◆ EXCERPTED DATA

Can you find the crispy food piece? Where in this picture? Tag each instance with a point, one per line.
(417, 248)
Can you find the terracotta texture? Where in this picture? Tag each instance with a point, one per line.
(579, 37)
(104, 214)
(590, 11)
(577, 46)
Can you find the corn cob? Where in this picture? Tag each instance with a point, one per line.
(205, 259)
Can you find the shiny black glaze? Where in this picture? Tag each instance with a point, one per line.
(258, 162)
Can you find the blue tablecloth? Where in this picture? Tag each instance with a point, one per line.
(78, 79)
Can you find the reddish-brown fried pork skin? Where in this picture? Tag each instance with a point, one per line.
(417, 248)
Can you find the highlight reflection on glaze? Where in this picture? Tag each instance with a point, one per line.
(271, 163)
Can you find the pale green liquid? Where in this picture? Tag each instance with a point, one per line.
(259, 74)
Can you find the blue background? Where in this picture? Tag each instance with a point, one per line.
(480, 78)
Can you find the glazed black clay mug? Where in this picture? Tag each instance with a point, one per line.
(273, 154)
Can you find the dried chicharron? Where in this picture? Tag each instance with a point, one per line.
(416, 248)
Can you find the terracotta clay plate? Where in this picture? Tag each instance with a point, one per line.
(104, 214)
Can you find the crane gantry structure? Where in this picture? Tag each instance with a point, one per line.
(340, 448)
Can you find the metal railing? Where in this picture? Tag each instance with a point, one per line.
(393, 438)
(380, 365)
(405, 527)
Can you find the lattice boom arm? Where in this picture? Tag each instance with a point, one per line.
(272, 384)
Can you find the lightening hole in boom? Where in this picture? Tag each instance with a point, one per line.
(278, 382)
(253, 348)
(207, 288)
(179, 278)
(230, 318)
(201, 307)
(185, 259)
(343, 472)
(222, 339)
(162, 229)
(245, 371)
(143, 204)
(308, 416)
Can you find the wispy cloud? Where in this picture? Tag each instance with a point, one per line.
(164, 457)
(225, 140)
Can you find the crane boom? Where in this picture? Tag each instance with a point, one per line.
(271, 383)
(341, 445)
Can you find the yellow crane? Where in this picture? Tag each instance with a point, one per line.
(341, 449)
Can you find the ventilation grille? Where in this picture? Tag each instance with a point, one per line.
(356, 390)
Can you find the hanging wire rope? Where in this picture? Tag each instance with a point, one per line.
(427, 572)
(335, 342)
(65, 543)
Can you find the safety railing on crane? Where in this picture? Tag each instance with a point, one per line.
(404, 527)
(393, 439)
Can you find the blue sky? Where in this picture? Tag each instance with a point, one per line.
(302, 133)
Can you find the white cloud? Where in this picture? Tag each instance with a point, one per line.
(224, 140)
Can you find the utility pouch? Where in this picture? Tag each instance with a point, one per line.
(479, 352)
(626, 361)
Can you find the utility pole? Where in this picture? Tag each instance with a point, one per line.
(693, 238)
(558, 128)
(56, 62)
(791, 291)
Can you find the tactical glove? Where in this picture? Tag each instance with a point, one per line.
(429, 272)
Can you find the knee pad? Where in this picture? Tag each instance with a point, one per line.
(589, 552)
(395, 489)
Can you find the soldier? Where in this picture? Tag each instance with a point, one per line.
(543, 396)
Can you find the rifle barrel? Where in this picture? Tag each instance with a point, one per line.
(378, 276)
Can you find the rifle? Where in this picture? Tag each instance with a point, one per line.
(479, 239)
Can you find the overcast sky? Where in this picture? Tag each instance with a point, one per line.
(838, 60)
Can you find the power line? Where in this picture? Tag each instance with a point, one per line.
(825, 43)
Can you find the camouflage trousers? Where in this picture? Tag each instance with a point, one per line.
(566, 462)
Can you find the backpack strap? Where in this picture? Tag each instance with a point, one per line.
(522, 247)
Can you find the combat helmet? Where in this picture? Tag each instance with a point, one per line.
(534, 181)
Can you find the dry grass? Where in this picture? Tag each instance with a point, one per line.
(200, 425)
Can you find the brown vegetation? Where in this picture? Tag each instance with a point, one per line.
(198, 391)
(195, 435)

◆ TASK TO CARRY OUT
Quote exactly what appears from the line containing "Can you find the rifle?" through the final line of the listing above, including both of those lines.

◆ SOLUTION FOR THIS PROBLEM
Can you find the rifle? Where in this picture? Tag each instance with a point, one per line.
(479, 239)
Can you find the overcast sky? Where in this picture? Tag each instance with a point, one per line.
(838, 60)
Can you find the power line? Where in this picture? Tag each instance with a point, one per line.
(825, 43)
Can you find the camouflage trousers? Where in this picture? Tag each instance with a point, one per line.
(566, 462)
Can you find the backpack strap? Where in this picture? Tag each instance with a point, one per line.
(522, 247)
Can you find the combat helmet? Where in this picture? Tag each instance with a point, one per line.
(534, 181)
Can you find the dry grass? Where in this picture? Tag each instance with a point, one per line.
(200, 425)
Can you find the brown vegetation? Where in this picture? Tag each instance with a point, one per line.
(198, 391)
(195, 435)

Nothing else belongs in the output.